The grub option "radeon.modeset=0" does not prevent X freezes. My system appears to last much longer between freezes / failures to resume, but still does so.

I can repeatably cause the machine to freeze by mounting cifs locations - the computer will freeze shortly into use after the next resume following the mount operation.

High system load, e.g. generating md5 checksums on a CD image while copying large files, will also cause an X freeze.

In all cases the keyboard and mouse appear unresponsive, caps lock does not alter the LED state, but Alt SysReq REISUB will reboot.

Revision history for this message
Stuart (stuartneilson) wrote :

Bugzilla bug #14543 describes a very similar issue involving ata flushing which is RESOLVED and available in patch "libata: retry failed FLUSH if device didn't fail it" which is applied from kernel 2.6.33-rc1
http://mirror.celinuxforum.org/gitstat//commit-detail.php?commit=6013efd8860bf15c1f86f365332642cfe557152f

The bug report https://bugzilla.kernel.org/show_bug.cgi?id=14543 also has a script that repeatably creates the read-only effect, but I can not get this script to create the effect here - can anyone create a script that reliably replicates this fault?

Comment #7 From Andrey Vihrov 2009-11-05 09:43:18 -------

Created an attachment (id=23658) [details]
dmesg with ext4 failure

Yes. I was able to trigger it by running two scripts in parallel:

while true; do
    echo > test
    && sync
    && rm test
    && sync
    || break ;
done

and

while true; do
    for FILE in /sys/class/scsi_host/*/link_power_management_policy; do echo
"min_power" > ${FILE} && echo "max_performance" > ${FILE}; done
    && sleep 1 ;
done

Revision history for this message
Scott Testerman (scott-testerman) wrote :

No further patches are needed regarding the reported bug. Kernel 2.6.33 has been released and does not experience the bug described in this report. Kernel 2.6.34 is also released (and queued for inclusion in Maverick) and does not experience the bug described in this report.

You can use the mainline 2.6.33 kernel (which is now in its fourth point-revision) by downloading the appropriate files here:
http://kernel.ubuntu.com/~kernel-ppa/mainline/v2.6.33.4-lucid/

You can use the mainline 2.6.34 kernel (which has had no point-revisions) by downloading the appropriate files here:
http://kernel.ubuntu.com/~kernel-ppa/mainline/v2.6.34-lucid/

For instructions on how to determine which files you need and how to install them, visit:
https://wiki.ubuntu.com/KernelTeam/MainlineBuilds

These are current as of the time I'm entering this comment, but you may wish to check the Mainline Kernel PPA for newer point-revisions so you always have the latest mainline kernel.

Revision history for this message
chastell (chastell) wrote :

Thanks a lot, Scott, for your through summary.

Is there a good way to install Lucid with the mainline kernels without ever booting with kernels affected by this issue, or would this require a custom install image (with one of the mainline kernels on the installation medium, and one being able to install the mainline kernel before rebooting into the installed system)?
========
# PROMPT A:
Copy out the entries word for word, from the line containing "Now, the query is: snow-covered field" through the last line of the entries, with both of those lines included.
========
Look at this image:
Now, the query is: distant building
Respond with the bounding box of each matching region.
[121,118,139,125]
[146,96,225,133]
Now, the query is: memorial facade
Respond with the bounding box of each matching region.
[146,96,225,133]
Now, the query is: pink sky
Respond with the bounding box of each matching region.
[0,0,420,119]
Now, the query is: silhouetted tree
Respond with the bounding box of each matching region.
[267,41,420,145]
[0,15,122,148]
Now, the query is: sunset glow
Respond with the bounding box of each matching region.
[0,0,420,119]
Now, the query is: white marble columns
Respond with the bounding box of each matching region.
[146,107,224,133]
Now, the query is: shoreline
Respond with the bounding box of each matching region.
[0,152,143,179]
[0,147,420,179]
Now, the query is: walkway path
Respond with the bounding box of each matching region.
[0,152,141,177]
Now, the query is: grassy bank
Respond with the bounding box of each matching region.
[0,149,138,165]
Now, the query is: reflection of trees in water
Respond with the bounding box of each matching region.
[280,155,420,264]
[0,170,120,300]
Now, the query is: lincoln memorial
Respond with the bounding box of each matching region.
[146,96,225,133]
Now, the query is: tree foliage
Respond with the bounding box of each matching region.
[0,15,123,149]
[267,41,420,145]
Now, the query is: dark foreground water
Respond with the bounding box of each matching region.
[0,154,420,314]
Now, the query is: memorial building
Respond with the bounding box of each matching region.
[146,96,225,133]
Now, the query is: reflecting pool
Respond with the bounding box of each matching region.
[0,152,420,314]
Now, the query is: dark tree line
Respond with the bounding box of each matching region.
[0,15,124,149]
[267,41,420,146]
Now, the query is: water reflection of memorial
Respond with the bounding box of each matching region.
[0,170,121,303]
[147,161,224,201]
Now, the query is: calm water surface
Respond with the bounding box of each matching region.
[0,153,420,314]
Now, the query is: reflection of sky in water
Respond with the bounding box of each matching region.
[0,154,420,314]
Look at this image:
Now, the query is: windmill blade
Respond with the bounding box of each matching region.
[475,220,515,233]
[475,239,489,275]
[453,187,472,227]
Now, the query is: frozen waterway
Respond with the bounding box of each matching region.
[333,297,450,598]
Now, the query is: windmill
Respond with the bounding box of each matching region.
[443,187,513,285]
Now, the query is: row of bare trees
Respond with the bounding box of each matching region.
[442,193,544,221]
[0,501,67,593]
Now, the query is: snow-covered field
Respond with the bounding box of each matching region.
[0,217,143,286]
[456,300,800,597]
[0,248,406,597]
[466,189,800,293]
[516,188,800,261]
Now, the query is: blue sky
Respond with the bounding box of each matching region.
========
# PROMPT B:
In the bug thread, which kernel version first applies the patch "libata: retry failed FLUSH if device didn't fail it"?

# CORRECT OUTPUT A:
Now, the query is: snow-covered field
Respond with the bounding box of each matching region.
[0,217,143,286]
[456,300,800,597]
[0,248,406,597]
[466,189,800,293]
[516,188,800,261]
Now, the query is: blue sky
Respond with the bounding box of each matching region.

# CORRECT OUTPUT B:
Kernel 2.6.33-rc1.